= Beginning of Section =

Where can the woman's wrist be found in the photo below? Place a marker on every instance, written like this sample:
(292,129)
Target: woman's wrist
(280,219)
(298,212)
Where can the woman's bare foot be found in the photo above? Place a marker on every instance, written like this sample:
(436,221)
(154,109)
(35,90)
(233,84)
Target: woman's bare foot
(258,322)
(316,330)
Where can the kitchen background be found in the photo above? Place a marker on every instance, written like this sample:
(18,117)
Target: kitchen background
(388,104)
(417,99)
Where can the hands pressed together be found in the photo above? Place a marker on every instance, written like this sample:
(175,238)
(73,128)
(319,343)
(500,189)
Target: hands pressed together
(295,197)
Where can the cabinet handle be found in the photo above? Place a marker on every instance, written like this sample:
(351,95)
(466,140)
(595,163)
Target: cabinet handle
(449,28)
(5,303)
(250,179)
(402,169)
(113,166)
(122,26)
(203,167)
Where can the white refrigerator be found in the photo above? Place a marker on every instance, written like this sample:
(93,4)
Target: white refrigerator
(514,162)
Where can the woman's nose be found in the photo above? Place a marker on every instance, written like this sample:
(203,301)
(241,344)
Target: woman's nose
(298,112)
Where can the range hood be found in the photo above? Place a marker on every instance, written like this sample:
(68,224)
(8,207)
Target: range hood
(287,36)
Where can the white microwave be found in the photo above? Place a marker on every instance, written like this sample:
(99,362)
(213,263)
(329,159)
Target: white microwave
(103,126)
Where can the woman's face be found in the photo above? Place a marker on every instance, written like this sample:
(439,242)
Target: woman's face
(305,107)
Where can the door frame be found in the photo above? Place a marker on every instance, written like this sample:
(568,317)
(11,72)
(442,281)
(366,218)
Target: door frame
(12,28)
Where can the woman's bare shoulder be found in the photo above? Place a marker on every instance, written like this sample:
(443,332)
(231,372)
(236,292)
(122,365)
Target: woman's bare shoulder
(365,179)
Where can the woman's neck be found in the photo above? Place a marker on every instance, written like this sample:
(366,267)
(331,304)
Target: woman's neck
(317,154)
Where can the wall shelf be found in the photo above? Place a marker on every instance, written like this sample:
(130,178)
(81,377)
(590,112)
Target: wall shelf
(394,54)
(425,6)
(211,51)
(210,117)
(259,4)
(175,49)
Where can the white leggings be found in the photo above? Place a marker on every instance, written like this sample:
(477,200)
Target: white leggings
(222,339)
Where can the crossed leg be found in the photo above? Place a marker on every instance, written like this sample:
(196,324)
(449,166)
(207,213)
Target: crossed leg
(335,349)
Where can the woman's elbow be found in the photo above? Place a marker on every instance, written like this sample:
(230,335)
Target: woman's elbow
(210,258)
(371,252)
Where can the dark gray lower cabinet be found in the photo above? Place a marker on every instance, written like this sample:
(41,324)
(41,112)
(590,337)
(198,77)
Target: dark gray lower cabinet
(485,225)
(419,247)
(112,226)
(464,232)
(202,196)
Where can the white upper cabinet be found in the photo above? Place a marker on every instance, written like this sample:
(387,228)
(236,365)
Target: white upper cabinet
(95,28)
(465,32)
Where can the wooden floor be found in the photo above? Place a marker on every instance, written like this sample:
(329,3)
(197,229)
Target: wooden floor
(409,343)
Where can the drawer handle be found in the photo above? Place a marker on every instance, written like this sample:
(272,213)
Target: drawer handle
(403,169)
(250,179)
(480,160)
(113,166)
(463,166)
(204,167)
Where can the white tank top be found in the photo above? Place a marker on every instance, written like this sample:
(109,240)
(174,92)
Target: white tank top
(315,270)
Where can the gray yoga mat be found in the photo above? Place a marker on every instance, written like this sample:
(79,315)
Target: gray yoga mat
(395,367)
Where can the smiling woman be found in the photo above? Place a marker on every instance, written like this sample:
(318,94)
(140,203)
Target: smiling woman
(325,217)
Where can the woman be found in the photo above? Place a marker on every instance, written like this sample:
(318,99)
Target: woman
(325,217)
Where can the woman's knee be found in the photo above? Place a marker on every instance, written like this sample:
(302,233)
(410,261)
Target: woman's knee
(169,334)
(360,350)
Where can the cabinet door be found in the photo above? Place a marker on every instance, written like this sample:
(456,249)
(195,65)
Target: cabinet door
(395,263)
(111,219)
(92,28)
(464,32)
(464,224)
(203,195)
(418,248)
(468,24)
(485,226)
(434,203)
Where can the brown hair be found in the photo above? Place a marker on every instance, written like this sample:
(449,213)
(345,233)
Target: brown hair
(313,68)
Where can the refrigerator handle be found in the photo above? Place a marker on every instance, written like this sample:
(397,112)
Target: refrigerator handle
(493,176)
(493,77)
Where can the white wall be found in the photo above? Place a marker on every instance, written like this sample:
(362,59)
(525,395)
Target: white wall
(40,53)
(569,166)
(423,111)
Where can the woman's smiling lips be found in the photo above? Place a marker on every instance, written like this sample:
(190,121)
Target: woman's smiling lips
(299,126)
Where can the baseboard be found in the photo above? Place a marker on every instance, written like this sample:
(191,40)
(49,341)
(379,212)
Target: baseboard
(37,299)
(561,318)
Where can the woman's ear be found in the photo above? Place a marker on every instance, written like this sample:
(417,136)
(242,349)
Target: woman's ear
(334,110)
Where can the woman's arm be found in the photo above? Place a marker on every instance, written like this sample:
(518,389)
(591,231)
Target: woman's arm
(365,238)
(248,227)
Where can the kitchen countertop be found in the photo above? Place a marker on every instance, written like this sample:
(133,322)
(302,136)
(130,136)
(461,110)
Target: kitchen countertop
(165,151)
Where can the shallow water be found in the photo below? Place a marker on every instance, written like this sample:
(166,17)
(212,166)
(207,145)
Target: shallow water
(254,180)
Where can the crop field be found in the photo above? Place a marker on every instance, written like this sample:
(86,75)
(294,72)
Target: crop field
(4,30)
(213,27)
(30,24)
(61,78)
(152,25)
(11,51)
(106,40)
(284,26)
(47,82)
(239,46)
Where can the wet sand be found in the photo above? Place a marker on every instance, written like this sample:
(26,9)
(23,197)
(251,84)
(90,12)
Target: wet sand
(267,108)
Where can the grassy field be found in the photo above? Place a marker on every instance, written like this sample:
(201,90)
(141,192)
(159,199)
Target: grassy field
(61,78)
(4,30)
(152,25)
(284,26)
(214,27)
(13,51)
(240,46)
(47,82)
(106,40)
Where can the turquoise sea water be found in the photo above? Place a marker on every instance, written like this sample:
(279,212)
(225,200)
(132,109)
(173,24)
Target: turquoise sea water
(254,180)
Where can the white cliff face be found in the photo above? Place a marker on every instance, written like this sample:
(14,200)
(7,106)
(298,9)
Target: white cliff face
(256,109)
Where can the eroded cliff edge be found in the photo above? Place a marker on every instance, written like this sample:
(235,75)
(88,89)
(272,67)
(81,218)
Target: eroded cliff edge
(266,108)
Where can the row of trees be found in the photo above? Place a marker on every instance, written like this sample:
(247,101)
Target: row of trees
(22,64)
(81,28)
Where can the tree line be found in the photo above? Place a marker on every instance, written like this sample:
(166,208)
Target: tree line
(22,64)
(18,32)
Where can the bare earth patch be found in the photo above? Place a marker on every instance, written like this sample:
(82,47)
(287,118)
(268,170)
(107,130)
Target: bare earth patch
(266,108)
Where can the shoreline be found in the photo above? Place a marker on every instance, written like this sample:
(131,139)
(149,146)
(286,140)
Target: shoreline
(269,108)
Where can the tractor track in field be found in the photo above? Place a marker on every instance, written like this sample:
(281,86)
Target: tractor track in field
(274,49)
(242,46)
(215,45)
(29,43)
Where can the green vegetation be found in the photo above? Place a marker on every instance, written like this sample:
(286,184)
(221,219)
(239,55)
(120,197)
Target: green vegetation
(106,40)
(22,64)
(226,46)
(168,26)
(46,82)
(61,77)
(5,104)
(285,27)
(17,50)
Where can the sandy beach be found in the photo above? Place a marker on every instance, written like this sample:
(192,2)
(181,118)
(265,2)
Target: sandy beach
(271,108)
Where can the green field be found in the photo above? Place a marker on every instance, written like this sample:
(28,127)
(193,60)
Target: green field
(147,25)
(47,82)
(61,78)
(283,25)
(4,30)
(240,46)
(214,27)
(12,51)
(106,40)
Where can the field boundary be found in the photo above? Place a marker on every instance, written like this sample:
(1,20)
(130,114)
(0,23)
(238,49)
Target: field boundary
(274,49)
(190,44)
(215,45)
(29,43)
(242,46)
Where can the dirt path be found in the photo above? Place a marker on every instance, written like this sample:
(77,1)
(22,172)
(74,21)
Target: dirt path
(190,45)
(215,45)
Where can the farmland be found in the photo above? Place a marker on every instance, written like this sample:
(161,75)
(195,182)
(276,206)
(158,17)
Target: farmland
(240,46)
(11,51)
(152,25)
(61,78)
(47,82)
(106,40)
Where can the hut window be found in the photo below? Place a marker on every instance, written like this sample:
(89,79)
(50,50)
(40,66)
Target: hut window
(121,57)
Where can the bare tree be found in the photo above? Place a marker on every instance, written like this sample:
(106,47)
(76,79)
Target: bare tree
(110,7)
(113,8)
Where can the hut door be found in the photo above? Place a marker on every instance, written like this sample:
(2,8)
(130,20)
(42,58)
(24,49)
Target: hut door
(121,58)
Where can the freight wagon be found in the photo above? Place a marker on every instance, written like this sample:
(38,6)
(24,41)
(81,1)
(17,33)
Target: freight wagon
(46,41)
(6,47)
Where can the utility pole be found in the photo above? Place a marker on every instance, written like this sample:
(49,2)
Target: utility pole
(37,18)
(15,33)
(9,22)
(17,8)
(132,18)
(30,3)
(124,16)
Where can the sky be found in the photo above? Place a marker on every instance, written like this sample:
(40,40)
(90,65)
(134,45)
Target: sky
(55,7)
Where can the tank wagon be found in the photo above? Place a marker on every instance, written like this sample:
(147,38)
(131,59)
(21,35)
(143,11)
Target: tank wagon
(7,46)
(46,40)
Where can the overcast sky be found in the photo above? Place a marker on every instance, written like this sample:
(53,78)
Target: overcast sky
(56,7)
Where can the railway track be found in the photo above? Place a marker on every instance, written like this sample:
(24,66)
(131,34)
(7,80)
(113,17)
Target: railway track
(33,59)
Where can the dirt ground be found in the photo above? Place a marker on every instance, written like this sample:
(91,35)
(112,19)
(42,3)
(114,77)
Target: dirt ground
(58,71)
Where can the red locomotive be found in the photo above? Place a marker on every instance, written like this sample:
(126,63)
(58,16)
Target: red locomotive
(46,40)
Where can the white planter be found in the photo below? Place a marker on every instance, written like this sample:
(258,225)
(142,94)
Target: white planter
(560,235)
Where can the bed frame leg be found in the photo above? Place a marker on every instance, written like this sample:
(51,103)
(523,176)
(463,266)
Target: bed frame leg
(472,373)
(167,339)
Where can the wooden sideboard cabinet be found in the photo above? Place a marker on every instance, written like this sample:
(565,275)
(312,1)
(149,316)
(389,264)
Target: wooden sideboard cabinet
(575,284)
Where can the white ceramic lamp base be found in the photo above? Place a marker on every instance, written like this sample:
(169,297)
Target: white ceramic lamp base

= End of Section =

What this task involves: Reproduce every line of the records containing the string "below".

Your solution:
Where can the woman's wrist be found in the photo below? Place a marker on every instance, written like this sample:
Where can the shallow water be found in the photo below? Place a marker on every instance, written like this sample:
Where can the hut window be found in the photo below? Place a marker on every instance, written like this sample:
Where can the white planter be found in the photo below? Place a marker on every instance, written like this sample:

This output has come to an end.